**Directions**.
Continue the blog post on disease and the phenotype from the point where it stops.

**Text passage**.
I just tripped and fell down another rabbit hole. I was going to skip this week, but I would love input on this issue, so here it is. Earlier I argued that the organism was a multispecies entity. This makes perfect sense if we consider mitochondria to be symbiotic bacteria in a host cell, and we talk about the microbiome. Now here is the question: If you catch the flu, or get a bacterial infection (to keep it cellular), is that disease part of you as an organism?
Dang another rabbit hole.
There are two important points to remember. First, in the phenotypic view I am advocating considering the phenotype to be a vector through time, with every trait (a measured aspect of the phenotype) having a time element. Thus, it is not my weight, but my weight when I am 19001055824 seconds old (that is approximately how old I am while writing this). This means that even very temporary things such as whether you are inhaling or exhaling is technically a valid trait. Thus, if you have a fever of 104 degrees on a Saturday morning, that is the value of the trait “body temperature” at that particular moment. The question is, do we make a distinction because that temperature is “caused” by a flu virus? The truth is I am beginning to believe we cannot make that distinction.
Taking a clearer example. Consider a person who chooses to dye their hair purple. This color comes out of a bottle, and it is no sense genetic or otherwise heritable (well, maybe in some odd cultural sense). That said, it is part of the phenotype. If you were to categorize people by the trait “hair color”. this person would go into the “purple”. Thus, it is a valid trait, and a valid part of their phenotype. How do we deal with this? I would argue that the best way would to consider the bottle of hair color to be a non-heritable or environmental influence on the phenotype. By analogy, I think it is perfectly reasonable to suggest your 104-degree fever is also part of your phenotype.
This woman has a purple hair. It is certainly part of her phenotype, but probably not heritable. (from http://darkuro.tumblr.com/)

Source records:
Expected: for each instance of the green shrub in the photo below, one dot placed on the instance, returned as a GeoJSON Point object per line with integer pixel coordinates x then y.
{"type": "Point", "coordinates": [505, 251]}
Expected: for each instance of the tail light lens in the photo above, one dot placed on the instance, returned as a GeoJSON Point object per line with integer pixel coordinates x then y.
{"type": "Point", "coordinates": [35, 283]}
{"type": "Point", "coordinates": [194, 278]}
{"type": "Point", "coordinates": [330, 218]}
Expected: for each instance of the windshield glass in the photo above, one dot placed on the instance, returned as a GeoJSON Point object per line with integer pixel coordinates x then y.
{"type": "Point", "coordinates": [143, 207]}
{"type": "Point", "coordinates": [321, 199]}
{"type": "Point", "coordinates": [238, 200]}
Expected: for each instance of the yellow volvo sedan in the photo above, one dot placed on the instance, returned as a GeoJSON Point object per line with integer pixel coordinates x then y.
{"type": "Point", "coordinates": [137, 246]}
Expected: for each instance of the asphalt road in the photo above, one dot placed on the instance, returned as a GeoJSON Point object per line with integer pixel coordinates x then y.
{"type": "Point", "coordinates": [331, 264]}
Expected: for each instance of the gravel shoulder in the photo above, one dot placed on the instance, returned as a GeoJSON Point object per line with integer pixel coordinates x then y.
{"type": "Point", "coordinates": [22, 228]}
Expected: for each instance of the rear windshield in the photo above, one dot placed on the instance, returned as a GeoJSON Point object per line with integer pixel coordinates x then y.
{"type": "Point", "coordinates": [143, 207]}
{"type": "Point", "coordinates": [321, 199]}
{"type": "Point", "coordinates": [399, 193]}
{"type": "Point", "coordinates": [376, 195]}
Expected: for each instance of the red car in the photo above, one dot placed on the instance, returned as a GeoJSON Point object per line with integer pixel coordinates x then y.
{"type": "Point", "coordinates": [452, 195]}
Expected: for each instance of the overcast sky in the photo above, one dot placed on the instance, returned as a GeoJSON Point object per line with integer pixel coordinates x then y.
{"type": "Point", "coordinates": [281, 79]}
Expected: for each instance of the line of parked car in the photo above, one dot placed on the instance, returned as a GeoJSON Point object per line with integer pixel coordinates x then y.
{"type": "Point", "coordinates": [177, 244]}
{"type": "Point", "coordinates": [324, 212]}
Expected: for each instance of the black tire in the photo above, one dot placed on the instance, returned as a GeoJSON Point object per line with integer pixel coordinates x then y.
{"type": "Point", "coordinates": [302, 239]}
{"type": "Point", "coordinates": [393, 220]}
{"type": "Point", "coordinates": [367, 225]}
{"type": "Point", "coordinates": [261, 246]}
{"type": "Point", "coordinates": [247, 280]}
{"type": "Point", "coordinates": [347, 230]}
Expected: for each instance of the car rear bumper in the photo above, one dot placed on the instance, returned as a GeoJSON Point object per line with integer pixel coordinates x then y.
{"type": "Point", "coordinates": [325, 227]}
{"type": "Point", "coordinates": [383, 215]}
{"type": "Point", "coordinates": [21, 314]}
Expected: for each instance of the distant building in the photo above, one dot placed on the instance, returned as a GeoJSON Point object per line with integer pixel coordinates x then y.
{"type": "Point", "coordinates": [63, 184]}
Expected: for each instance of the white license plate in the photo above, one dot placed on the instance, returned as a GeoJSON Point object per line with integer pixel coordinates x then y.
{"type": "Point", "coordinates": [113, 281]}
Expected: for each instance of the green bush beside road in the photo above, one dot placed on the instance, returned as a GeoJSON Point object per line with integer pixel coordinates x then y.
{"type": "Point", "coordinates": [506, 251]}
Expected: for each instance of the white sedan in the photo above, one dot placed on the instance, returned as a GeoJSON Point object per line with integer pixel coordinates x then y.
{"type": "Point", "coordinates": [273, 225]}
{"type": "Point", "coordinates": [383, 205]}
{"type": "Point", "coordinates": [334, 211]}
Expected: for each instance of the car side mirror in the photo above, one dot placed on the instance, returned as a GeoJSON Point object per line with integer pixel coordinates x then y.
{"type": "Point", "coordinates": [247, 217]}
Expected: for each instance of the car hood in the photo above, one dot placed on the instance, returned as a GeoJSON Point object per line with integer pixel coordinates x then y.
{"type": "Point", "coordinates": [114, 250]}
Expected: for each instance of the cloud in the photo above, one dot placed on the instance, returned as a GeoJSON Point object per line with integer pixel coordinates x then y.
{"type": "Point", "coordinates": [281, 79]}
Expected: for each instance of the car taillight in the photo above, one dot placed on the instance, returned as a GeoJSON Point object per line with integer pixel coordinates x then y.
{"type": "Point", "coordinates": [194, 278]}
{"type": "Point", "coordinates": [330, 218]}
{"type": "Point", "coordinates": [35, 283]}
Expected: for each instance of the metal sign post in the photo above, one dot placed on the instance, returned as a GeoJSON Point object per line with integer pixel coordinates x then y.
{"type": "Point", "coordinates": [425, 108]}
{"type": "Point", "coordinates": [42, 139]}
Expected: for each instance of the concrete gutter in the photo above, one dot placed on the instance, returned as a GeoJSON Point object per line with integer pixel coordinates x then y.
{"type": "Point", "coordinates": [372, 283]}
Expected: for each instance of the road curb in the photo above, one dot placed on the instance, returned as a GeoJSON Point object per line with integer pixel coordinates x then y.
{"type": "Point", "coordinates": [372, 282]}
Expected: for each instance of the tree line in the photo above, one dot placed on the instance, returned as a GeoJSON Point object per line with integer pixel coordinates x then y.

**Solved exercise**.
So, your fever is part of your phenotype, but is the virus part of you as an organism? Certainly, we would not consider the bottle of hair color to be part of an organism. It is an external aspect of the environment that changes your hair color. Cold air temperatures may cause you to put on a coat (the coat wearing trait?), but it is certainly not part of your body. However, the virus differs here. It is IN your body, and in fact it is in your cells.
Consider our microbiome. There certainly are aspects of the microbiome that are acquired from our parents, either at birth, or because we live next to them as infants, and many of these we will pass on to our children. Thus, they are heritable from the phenotypic perspective. However, others are picked up late in life, perhaps when we temporarily change our diet, and then lost again, perhaps when we revert to our old diet, and are not heritable. I think a strong argument can be made that this microbiome should be considered part of the multispecies organism: Selection acts on the whole organism; outside of perhaps prokaryotes, single species organisms don’t exist; as far as I know, animals cannot survive without their symbionts. From an experimental perspective, it is difficult or impossible to separate symbionts that are heritable from those that are non-heritable, and perhaps more important both can have significant effects on our phenotypes in ways that can affect our fitness. Thus, I think it can be argued that all aspects of the microbiome, whether heritable or not, should be considered part of the organism. Nor does it makes sense to me to argue that there is a minimum residence time before a symbiont or disease should be considered part of the organism. Such a waiting time is necessarily arbitrary, and as a result there will always be situations that are ambiguous.
Now comes the question: Should we make the distinction between the bacteria that we picked up on vacation that makes it easier to digest shrimp from another bacteria that gives us diarrhea? I cannot think of a criterion that does not require special pleading that incorporates the former, but not the latter into the organism.
One final caveat is that it is important to remember that the most appropriate unit to assign fitness depends on the trait being investigated. Thus, the colony might be the appropriate unit if we are examining colony defense, the organism if we are examining foraging behavior, and the cell if we are examining cancer. Perhaps the organism is best thought of as being equally fluid. A flu infection is an assault on our bodies, thus if our trait is immune response, maybe the organism is everything but the flu virus, whereas if we are looking at body temperature the organism is everything including the flu virus. This is a bit of a conundrum for me, and I am happy to get any feedback that anybody else may have.